Problem to solve | Could you copy the lines below exactly, leaving none out?

Top of Data

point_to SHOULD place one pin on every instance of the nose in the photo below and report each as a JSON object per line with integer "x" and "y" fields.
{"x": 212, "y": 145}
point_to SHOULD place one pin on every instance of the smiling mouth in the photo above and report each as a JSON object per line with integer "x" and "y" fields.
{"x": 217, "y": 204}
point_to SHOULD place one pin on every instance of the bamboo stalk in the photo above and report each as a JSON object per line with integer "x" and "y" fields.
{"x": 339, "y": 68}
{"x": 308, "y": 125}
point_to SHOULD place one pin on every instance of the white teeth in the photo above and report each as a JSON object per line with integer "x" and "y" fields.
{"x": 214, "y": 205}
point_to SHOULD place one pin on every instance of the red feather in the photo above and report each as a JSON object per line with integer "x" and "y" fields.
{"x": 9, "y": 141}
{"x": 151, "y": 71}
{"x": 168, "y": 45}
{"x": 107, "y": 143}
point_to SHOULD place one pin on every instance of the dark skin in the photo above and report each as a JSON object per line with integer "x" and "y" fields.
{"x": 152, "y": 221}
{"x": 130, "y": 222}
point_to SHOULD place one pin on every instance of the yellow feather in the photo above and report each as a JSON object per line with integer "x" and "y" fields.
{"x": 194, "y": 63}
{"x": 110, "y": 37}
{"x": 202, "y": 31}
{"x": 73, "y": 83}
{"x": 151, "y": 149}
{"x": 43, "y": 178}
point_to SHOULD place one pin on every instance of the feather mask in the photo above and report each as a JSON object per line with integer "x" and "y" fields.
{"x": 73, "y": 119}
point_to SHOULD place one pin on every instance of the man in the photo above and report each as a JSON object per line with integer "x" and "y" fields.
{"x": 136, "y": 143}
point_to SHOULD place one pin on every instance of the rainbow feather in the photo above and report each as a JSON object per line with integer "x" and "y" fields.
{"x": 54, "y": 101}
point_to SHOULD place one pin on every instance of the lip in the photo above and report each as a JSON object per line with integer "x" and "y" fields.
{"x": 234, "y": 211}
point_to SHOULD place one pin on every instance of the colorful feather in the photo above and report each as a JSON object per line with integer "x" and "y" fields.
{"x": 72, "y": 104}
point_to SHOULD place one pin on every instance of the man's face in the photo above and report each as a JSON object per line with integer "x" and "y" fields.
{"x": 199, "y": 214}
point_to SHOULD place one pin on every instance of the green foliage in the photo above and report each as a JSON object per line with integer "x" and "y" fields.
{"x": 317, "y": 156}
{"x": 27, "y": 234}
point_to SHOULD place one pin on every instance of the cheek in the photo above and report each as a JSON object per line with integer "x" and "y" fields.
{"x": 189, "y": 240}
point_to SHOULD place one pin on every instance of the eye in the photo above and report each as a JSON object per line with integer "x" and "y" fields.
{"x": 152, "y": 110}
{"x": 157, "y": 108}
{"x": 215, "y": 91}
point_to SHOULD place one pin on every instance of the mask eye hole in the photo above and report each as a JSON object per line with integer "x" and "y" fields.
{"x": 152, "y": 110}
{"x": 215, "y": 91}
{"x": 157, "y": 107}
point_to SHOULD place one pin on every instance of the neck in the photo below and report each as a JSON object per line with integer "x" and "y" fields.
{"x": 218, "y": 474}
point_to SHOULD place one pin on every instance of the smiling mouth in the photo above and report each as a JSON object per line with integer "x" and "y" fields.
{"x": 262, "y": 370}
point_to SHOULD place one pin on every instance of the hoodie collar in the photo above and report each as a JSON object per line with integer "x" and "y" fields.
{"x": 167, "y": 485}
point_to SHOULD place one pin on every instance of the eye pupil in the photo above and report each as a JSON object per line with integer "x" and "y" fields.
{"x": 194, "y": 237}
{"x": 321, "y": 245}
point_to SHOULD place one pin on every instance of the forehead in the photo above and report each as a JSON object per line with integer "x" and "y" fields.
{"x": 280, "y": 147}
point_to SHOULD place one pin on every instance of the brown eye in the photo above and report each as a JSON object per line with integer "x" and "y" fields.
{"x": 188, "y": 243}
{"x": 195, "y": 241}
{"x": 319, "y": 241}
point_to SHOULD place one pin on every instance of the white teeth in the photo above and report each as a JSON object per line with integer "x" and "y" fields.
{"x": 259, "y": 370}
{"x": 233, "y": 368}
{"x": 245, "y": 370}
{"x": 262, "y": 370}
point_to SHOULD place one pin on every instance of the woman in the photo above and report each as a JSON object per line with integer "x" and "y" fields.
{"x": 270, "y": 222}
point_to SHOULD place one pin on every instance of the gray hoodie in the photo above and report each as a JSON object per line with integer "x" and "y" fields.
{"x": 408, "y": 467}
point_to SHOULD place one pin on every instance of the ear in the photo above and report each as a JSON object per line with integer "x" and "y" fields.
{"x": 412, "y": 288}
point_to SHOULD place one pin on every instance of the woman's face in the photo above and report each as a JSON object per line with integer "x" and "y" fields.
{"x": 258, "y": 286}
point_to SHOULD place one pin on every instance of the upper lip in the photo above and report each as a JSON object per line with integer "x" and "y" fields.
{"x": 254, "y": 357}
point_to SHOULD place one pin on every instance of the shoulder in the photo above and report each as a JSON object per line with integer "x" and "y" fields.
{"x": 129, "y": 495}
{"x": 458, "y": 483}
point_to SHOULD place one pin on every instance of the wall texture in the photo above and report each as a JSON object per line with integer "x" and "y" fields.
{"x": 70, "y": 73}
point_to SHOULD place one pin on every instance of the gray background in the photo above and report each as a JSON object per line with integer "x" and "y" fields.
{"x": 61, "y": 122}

Bottom of Data

Worked solution |
point_to SHOULD place one pin on every instance of the nose in the photo below and report each as a JSON object per line with integer "x" and "y" fields.
{"x": 212, "y": 145}
point_to SHOULD place one pin on every instance of the smiling mouth in the photo above and report each as a JSON object per line with integer "x" and "y" fields.
{"x": 217, "y": 204}
point_to SHOULD place one pin on every instance of the bamboo stalk in the photo above and report each as a JSON object per line with integer "x" and "y" fields.
{"x": 339, "y": 68}
{"x": 308, "y": 125}
point_to SHOULD place one pin on every instance of the white teeth in the photo above and report each as a JSON object per line with integer "x" and "y" fields.
{"x": 214, "y": 205}
point_to SHOULD place one pin on every instance of the red feather in the photo above and report each as a JSON object per line with integer "x" and "y" fields.
{"x": 9, "y": 141}
{"x": 151, "y": 71}
{"x": 168, "y": 45}
{"x": 107, "y": 143}
point_to SHOULD place one pin on every instance of the dark skin in the photo above and report each as a JSON object per line with integer "x" and "y" fields.
{"x": 152, "y": 221}
{"x": 130, "y": 222}
point_to SHOULD place one pin on every instance of the yellow feather in the photo above and report each as a JSON object per line with integer "x" and "y" fields.
{"x": 194, "y": 63}
{"x": 110, "y": 37}
{"x": 202, "y": 31}
{"x": 73, "y": 83}
{"x": 151, "y": 149}
{"x": 43, "y": 178}
point_to SHOULD place one pin on every instance of the feather mask in the photo above and report each as a JSON object per line with integer "x" and "y" fields.
{"x": 73, "y": 119}
point_to SHOULD place one pin on every instance of the man in the photo above and report each as a JSON object per line with integer "x" and "y" fields.
{"x": 136, "y": 143}
point_to SHOULD place one pin on every instance of the rainbow feather in the photo above and report each as a JSON object per line with integer "x" and "y" fields.
{"x": 54, "y": 101}
point_to SHOULD place one pin on every instance of the lip in the photo above and report each as a JSON object per line with integer "x" and "y" fields.
{"x": 234, "y": 211}
point_to SHOULD place one pin on every instance of the colorful feather in the photo above and report each as a JSON object per line with integer "x" and "y" fields.
{"x": 72, "y": 104}
point_to SHOULD place one pin on every instance of the man's face in the photo above and report each as a JSON object per line with integer "x" and "y" fields.
{"x": 199, "y": 214}
point_to SHOULD place one pin on every instance of the green foliage in the photo above and report each as a JSON object per line with integer "x" and "y" fields.
{"x": 317, "y": 156}
{"x": 27, "y": 234}
point_to SHOULD place one pin on every instance of the cheek in the photo above and report each as a JSON object per line with integer "x" and "y" fields.
{"x": 189, "y": 240}
point_to SHOULD place one pin on every instance of the eye in the photo above and report each as a JSON object per line with integer "x" and "y" fields.
{"x": 152, "y": 110}
{"x": 157, "y": 108}
{"x": 215, "y": 91}
point_to SHOULD place one pin on every instance of the mask eye hole in the photo above and report each as a JSON object per line with integer "x" and "y" fields.
{"x": 152, "y": 110}
{"x": 215, "y": 91}
{"x": 157, "y": 107}
point_to SHOULD place one pin on every instance of the neck in the photo below and report each as a JSON object per line with integer "x" and "y" fields.
{"x": 218, "y": 474}
point_to SHOULD place one pin on every instance of the smiling mouth in the photo above and report each as a JSON object per line with integer "x" and "y" fields.
{"x": 262, "y": 370}
point_to SHOULD place one pin on every instance of the hoodie collar in the photo above and report each as a JSON object per line with integer "x" and "y" fields.
{"x": 167, "y": 485}
point_to SHOULD place one pin on every instance of the eye pupil in the photo above and report each as a JSON object per line with integer "x" and "y" fields.
{"x": 194, "y": 237}
{"x": 321, "y": 245}
point_to SHOULD place one pin on every instance of the forehead in the photo above and report each as a JSON object per line with integer "x" and "y" fields.
{"x": 280, "y": 147}
point_to SHOULD place one pin on every instance of the brown eye in the photo above and report each as a JSON object per line with integer "x" and "y" fields.
{"x": 188, "y": 243}
{"x": 195, "y": 241}
{"x": 319, "y": 241}
point_to SHOULD place one pin on every instance of the white teeth in the photo above and report each as a JSON object per line with integer "x" and "y" fields.
{"x": 259, "y": 370}
{"x": 233, "y": 368}
{"x": 245, "y": 370}
{"x": 262, "y": 370}
point_to SHOULD place one pin on every instance of the woman in the photo above and report each as a JSON object per line with integer "x" and "y" fields.
{"x": 270, "y": 222}
point_to SHOULD place one pin on every instance of the gray hoodie in the photo above and report each as a JSON object per line with integer "x" and "y" fields.
{"x": 408, "y": 467}
point_to SHOULD place one pin on every instance of the ear in the photo above and report each as a JSON object per line with integer "x" and "y" fields.
{"x": 412, "y": 288}
point_to SHOULD place one pin on every instance of the woman's face in the photo above and report each as a JSON object per line with integer "x" and "y" fields.
{"x": 258, "y": 286}
point_to SHOULD place one pin on every instance of the upper lip in the photo above and report each as a JSON object per line with integer "x" and "y" fields.
{"x": 254, "y": 357}
point_to SHOULD place one pin on every instance of the shoulder in the photo above and report each as a JSON object per line with integer "x" and "y" fields.
{"x": 129, "y": 495}
{"x": 458, "y": 483}
point_to SHOULD place one pin on every instance of the wall texture in the photo above and report each as a JSON object per line with integer "x" and "y" fields.
{"x": 70, "y": 73}
point_to SHOULD place one pin on every instance of the gray background in the photo above and report each as a JSON object per line with integer "x" and "y" fields.
{"x": 61, "y": 122}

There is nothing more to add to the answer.